====== ESTRATTO SCELTO ======
“La signora degli scarafaggi” e altri 22 racconti di Thomas Disch
aprile 19th, 2011 § 2 commenti
La signora degli scarafaggi e altri 22 racconti
Thomas Disch
Urania Blu, 1984
273 pagine, 3500 lire
Ho deciso di leggere questa raccolta di racconti su imbeccata del padrone dellaMalpercasa e di alcuni suoi noti frequentatori; l’ho cercata, invano, sulle bancarelle dell’usato, e alla fine l’ho comprata da un utente su aNobii.
L’ho letta con una certa calma, e una volta finita mi sono reso conto che, al solito, faccio parecchia fatica a recensire le raccolte di racconti: spesso la disparità qualitativa delle storie mi mette in difficoltà, quando giunge il momento di tirare le fila e dare un giudizio univoco.
Cosa dire di questa raccolta, quindi?
In linea generale Disch, di cui non avevo letto nulla prima, mi è parso autore con un mucchio di idee interessanti e varie. Dei 23 racconti qui riuniti, i miei preferiti sono forse quelli in cui l’elemento surreale si innesta su un’ambientazione realistica. È il caso di Scendendo e delle sue infinite scale mobili, o della vita militare di 1-A.
Altrettanto riuscite mi sono parse anche le incursioni in una forma che definirei favolistica, come nell’odissea elettrodomestica del Bravo piccolo tostapane, o nell’antropomorfismo degli Uccelli.
Quando invece Disch preme l’acceleratore su materiali e idee ancor più sperimentali, i risultati sono a mio avviso altalenanti: se la “pubblicità regresso” diDivertitevi con la Vostra Nuova Testa è spettacolare nella sua follia, la mitologia modernizzata di Apollo mi è parsa invece un po’ debole.
Ad abbassare un po’ la media sono stati anche alcuni racconti che ho trovato davvero poco convincenti: il lacrimevole Piume dalle ali di un angelo, e così pureX-Yes e La stanza vuota. Da questi momenti poco ispirati viene la mia incertezza sul valore complessivo della raccolta, capace di vette eccelse ma anche di qualche caduta fragorosa.
C’è un altro appunto, di carattere più generale e legato alla scrittura, che mi sento di fare. In molti dei racconti Disch ha la tendenza a inserire qualche periodo che suona un po’ sentenzioso, una sorta di commento esplicativo volto a comunicare una qualche verità universale. È un procedimento che rischia di rompere il ritmo del racconto, un tentativo piuttosto maldestro, quando non del tutto fastidioso, di imboccare il lettore, di gridargli in faccia Ehi, sto parlando di questo!, anche quando il questo è già più che manifesto nella narrazione.
====== VOCI ======
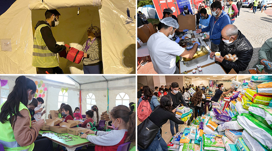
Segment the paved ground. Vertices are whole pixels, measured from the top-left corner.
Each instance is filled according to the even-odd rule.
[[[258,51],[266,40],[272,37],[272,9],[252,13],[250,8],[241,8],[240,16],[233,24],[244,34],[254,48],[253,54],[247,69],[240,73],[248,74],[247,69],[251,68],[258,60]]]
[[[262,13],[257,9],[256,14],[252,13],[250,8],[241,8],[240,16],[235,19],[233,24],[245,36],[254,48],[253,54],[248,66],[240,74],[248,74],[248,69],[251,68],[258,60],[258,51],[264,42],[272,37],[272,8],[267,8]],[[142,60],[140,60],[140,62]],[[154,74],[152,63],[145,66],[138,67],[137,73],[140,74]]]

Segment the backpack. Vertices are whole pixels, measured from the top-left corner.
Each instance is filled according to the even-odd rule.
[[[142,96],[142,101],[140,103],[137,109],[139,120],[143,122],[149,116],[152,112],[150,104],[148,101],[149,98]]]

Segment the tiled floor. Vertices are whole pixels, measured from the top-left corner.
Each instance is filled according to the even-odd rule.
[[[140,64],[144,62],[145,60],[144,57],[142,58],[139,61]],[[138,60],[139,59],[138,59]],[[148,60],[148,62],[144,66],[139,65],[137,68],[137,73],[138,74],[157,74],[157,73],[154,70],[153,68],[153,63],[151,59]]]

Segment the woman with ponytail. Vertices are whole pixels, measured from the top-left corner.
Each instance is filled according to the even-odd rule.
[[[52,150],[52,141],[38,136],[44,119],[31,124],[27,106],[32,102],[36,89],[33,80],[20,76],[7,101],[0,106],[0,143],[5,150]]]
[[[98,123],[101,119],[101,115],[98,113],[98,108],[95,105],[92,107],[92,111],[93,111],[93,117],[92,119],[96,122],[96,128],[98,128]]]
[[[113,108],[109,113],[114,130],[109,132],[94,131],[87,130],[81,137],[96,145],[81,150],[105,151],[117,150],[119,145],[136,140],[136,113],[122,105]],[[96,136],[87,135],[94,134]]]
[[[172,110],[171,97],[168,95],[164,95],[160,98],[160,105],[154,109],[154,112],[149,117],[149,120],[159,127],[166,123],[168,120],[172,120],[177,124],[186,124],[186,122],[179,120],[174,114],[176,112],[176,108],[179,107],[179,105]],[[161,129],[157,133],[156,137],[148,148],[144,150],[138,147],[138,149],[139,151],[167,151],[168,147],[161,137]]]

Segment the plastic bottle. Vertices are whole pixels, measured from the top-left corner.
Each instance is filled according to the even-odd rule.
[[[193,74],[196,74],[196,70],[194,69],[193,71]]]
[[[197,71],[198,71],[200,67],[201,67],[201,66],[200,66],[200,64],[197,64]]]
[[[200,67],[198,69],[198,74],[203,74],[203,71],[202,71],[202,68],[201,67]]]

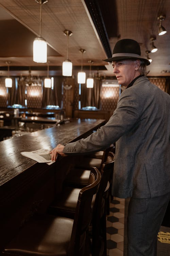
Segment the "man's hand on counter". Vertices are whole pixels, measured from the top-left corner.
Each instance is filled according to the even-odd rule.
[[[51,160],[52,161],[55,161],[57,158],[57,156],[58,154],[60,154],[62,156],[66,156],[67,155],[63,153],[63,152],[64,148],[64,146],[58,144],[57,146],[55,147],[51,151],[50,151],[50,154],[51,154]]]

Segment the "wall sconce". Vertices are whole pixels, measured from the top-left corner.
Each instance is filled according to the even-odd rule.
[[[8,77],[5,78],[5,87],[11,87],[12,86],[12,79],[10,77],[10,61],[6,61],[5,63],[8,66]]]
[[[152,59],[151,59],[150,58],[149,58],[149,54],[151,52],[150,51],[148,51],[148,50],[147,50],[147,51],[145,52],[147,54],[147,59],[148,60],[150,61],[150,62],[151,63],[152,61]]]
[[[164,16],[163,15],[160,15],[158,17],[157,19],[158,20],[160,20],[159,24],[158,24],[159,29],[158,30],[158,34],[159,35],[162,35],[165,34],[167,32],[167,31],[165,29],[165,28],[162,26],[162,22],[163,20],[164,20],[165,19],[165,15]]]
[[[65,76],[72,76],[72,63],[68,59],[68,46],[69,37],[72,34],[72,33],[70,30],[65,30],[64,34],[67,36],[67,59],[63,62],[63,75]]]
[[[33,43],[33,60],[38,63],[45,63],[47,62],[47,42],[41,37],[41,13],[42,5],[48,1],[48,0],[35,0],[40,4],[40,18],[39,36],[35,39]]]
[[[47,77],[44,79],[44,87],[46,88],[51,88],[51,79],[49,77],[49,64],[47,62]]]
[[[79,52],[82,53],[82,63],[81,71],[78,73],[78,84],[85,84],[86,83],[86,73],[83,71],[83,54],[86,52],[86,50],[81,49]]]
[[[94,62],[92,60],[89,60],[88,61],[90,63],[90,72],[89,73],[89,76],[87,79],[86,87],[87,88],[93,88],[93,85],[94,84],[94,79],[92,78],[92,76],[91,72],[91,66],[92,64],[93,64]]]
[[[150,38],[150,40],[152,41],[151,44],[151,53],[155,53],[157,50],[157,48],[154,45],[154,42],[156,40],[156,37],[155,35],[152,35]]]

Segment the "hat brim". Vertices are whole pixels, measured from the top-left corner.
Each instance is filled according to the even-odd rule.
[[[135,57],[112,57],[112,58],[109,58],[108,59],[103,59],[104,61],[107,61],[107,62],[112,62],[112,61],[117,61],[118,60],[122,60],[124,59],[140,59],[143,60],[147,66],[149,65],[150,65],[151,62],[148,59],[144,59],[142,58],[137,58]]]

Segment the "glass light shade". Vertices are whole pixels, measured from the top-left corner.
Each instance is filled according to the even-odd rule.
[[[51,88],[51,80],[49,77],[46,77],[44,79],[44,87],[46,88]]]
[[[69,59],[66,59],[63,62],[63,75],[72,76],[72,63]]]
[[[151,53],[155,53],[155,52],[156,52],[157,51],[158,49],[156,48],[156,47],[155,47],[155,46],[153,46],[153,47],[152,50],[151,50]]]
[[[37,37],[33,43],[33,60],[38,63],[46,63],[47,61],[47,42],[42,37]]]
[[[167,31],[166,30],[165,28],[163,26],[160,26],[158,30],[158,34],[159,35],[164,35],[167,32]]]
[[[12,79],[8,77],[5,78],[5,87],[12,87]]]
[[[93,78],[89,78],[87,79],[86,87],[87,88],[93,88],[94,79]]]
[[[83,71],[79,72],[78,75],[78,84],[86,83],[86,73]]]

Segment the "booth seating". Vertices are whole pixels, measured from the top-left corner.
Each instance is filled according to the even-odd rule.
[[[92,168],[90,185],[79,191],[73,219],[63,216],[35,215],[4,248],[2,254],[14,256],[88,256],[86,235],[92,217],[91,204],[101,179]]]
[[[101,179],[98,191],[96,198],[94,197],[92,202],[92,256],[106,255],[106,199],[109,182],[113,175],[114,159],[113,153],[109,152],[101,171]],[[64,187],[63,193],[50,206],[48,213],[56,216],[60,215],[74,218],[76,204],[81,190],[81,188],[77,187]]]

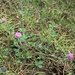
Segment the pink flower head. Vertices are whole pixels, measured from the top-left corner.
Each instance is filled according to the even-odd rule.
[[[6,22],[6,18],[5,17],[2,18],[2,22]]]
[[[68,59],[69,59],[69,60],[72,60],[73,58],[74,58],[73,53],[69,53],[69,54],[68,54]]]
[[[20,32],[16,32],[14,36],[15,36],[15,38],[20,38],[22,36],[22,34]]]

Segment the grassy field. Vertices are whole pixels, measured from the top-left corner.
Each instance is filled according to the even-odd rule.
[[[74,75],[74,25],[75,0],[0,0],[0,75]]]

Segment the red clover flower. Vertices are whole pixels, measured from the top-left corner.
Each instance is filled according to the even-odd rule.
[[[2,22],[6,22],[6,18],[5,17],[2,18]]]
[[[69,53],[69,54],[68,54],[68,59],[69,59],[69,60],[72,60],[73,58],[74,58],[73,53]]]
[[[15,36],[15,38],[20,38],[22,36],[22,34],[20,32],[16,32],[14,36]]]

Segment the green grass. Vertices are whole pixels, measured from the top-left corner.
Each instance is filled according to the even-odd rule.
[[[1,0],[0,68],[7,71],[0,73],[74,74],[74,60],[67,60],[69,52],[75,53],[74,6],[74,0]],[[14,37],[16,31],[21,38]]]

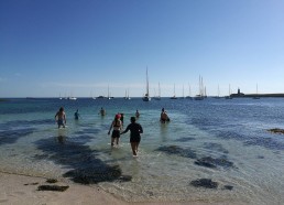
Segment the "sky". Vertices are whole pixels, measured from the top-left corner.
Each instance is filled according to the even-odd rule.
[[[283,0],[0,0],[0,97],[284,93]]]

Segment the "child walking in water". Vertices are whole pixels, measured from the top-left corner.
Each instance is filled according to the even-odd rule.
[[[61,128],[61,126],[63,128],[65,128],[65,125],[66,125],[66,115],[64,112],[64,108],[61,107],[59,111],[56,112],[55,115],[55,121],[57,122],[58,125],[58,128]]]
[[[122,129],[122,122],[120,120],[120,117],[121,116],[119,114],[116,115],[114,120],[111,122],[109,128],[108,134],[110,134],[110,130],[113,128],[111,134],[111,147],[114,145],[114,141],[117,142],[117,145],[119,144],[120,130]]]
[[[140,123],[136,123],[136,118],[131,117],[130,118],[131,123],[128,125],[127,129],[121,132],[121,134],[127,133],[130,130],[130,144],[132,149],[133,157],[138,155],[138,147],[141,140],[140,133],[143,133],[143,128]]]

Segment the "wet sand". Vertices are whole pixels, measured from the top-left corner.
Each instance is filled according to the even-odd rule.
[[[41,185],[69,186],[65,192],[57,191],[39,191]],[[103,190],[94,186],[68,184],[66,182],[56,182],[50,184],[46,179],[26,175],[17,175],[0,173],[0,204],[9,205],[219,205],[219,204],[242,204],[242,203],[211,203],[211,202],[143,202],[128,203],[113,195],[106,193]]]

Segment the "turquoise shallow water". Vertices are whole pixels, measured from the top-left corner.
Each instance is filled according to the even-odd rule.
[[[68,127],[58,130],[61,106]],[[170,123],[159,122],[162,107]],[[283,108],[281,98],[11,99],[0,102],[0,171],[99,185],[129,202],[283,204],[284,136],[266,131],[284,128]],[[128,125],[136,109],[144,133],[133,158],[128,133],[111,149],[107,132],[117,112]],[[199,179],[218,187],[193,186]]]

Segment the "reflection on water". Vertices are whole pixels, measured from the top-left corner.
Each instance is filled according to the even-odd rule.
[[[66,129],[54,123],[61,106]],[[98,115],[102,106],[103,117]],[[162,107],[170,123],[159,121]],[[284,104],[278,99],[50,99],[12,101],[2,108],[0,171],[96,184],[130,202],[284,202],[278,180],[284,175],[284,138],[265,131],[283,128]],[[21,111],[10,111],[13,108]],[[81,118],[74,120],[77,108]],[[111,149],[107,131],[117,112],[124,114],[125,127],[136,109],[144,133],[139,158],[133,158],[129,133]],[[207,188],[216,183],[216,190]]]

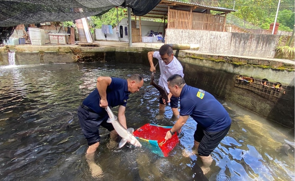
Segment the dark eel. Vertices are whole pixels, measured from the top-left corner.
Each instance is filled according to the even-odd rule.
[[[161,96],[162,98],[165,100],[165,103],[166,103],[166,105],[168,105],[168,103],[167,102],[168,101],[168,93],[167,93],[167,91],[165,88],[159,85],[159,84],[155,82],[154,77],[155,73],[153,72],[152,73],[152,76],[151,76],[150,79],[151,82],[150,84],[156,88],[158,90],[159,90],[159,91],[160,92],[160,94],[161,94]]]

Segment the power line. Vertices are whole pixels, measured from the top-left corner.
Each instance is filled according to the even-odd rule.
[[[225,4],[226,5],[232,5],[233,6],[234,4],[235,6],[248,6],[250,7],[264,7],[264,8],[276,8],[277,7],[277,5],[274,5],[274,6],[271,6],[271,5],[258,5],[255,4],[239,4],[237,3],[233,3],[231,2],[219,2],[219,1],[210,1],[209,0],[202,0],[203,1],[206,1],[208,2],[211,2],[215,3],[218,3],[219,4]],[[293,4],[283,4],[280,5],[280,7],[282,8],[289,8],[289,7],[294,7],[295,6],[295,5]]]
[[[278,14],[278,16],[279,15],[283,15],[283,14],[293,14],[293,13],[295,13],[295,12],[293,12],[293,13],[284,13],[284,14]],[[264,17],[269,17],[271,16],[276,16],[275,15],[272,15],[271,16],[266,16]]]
======
====== VOCI ======
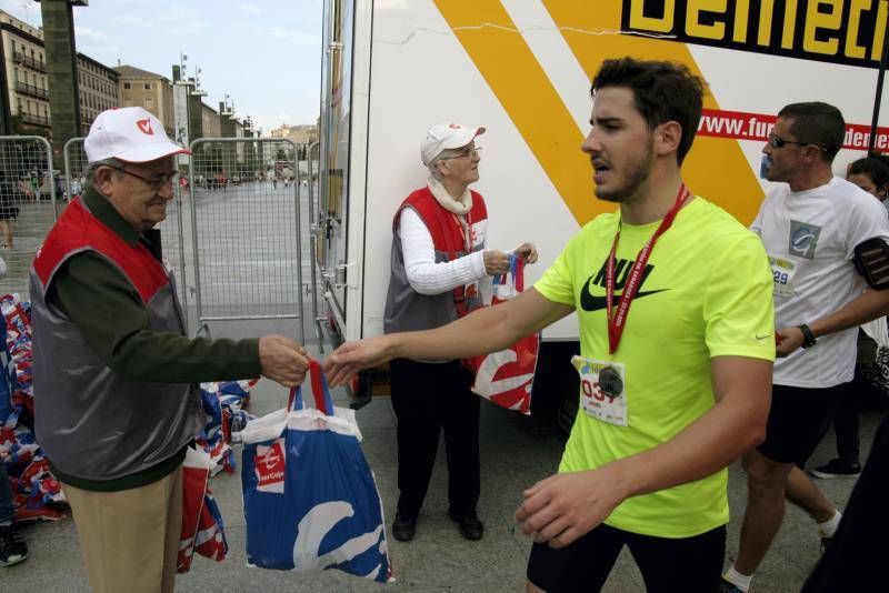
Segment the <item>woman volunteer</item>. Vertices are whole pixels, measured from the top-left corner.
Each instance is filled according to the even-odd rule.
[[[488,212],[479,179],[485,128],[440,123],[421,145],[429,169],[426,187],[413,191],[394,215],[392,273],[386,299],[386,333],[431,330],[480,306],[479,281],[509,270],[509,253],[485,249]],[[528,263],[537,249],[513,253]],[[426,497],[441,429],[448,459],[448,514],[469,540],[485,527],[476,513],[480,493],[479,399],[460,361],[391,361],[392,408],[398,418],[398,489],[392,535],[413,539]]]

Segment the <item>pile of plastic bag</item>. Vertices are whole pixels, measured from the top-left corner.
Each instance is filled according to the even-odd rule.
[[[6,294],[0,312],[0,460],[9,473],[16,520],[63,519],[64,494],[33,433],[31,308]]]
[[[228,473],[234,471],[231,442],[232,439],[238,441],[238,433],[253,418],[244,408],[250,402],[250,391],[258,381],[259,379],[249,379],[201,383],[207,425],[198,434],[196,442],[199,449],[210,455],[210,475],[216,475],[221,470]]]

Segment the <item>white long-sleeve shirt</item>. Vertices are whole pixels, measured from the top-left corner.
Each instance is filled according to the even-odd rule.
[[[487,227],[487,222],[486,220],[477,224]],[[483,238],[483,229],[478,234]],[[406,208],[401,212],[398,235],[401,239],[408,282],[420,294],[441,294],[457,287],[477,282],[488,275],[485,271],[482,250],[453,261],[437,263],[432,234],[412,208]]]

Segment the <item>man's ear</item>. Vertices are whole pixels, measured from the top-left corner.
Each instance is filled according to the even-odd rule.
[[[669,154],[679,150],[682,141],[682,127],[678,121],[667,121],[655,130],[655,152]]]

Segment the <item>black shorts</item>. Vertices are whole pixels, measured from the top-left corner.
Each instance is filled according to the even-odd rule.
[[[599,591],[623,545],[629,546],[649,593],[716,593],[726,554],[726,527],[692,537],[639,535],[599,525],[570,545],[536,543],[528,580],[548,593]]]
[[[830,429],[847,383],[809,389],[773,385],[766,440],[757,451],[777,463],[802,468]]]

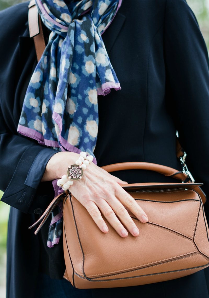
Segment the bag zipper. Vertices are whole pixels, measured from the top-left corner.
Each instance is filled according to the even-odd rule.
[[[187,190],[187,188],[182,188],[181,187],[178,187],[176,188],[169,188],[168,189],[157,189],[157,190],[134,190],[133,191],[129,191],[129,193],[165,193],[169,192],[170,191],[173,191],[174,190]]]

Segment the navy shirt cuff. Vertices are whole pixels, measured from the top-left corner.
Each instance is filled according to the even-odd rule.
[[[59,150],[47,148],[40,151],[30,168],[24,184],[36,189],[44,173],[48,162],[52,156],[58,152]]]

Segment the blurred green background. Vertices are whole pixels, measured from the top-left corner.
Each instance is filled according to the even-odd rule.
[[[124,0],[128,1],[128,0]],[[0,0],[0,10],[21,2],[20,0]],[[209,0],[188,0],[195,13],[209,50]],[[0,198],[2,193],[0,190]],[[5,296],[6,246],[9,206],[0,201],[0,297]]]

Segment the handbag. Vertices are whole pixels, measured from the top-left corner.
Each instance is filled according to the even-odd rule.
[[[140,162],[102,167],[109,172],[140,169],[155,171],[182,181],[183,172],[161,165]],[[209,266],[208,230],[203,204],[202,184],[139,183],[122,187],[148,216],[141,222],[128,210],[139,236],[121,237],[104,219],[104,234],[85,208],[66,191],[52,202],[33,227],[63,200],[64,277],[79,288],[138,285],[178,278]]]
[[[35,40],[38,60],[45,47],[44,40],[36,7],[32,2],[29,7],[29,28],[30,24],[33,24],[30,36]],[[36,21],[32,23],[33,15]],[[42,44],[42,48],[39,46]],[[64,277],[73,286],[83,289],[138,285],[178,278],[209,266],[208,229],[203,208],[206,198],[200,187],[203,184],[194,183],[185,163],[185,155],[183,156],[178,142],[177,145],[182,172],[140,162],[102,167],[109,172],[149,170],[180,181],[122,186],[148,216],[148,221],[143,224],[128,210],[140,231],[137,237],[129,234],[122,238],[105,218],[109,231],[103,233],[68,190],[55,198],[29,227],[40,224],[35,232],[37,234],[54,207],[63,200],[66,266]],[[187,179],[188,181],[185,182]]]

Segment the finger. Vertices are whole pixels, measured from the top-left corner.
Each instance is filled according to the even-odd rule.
======
▸ COMPITO 1:
Ripeti la parte della recensione che comincia con "L’ho letta con" e prosegue fino a "militare di 1-A.".
▸ COMPITO 2:
Stabilisci se ciascuna affermazione concorda con la recensione, rispondendo sì o no e citando esattamente le parole decisive: (a) il recensore aveva già letto qualcosa di Disch prima di questa raccolta; (b) la raccolta comprende 23 racconti; (c) il recensore ha trovato il libro su una bancarella dell’usato.
I record sono materiale a sé, distinto dalla recensione.

▸ RISPOSTA COMPLETA 1:
L’ho letta con una certa calma, e una volta finita mi sono reso conto che, al solito, faccio parecchia fatica a recensire le raccolte di racconti: spesso la disparità qualitativa delle storie mi mette in difficoltà, quando giunge il momento di tirare le fila e dare un giudizio univoco.
Cosa dire di questa raccolta, quindi?
In linea generale Disch, di cui non avevo letto nulla prima, mi è parso autore con un mucchio di idee interessanti e varie. Dei 23 racconti qui riuniti, i miei preferiti sono forse quelli in cui l’elemento surreale si innesta su un’ambientazione realistica. È il caso di Scendendo e delle sue infinite scale mobili, o della vita militare di 1-A.

▸ RISPOSTA COMPLETA 2:
(a) No: "di cui non avevo letto nulla prima".
(b) Sì: "Dei 23 racconti qui riuniti".
(c) No: "l’ho cercata, invano, sulle bancarelle dell’usato".